### Task material
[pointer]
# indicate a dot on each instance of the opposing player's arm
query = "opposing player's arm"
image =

--

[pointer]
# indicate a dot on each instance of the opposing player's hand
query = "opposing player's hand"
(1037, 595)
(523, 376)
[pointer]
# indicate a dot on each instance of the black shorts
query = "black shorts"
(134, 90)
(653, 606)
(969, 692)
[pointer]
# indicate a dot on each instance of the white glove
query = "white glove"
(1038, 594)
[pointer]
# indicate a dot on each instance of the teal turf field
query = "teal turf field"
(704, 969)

---

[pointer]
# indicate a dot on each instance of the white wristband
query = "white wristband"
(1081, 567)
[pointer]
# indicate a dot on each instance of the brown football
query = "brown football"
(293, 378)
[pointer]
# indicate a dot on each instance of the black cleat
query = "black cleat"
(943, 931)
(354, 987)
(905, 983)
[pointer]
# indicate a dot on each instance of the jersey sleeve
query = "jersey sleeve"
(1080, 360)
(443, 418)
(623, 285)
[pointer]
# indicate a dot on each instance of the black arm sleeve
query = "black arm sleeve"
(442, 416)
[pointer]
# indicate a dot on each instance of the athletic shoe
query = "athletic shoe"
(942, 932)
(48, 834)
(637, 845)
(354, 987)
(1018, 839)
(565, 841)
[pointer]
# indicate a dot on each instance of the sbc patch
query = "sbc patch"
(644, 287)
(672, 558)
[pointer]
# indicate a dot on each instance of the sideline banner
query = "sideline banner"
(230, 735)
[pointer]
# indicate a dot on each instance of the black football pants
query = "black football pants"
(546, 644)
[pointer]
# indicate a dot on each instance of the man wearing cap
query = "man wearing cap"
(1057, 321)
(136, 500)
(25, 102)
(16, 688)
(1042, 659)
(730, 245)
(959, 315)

### Assignment
From the listing above, the lines starting with the one that has "# indicate a dot on each instance of the black arm" and running through the one that has "# indicate a dot on each instance of the man" should be copied exactly, ends included.

### Response
# indicate a dot on each instance of the black arm sleeve
query = "black arm sleeve"
(442, 416)
[pointer]
# indicate a dot on each instance of the athletic shoe
query = "athletic shoe"
(942, 932)
(48, 834)
(637, 845)
(354, 987)
(1018, 839)
(565, 841)
[pointer]
# indicate a dot on each instance of the sbc patch
query = "sbc patch"
(644, 287)
(672, 558)
[pointer]
# indicate a dot on each instance of the sideline banner
query = "sideline banner"
(230, 735)
[pointer]
# indicate a dot on each instance of the black football pants
query = "black football pants"
(546, 644)
[pointer]
# indicate a dot on each instance of the man wearing cap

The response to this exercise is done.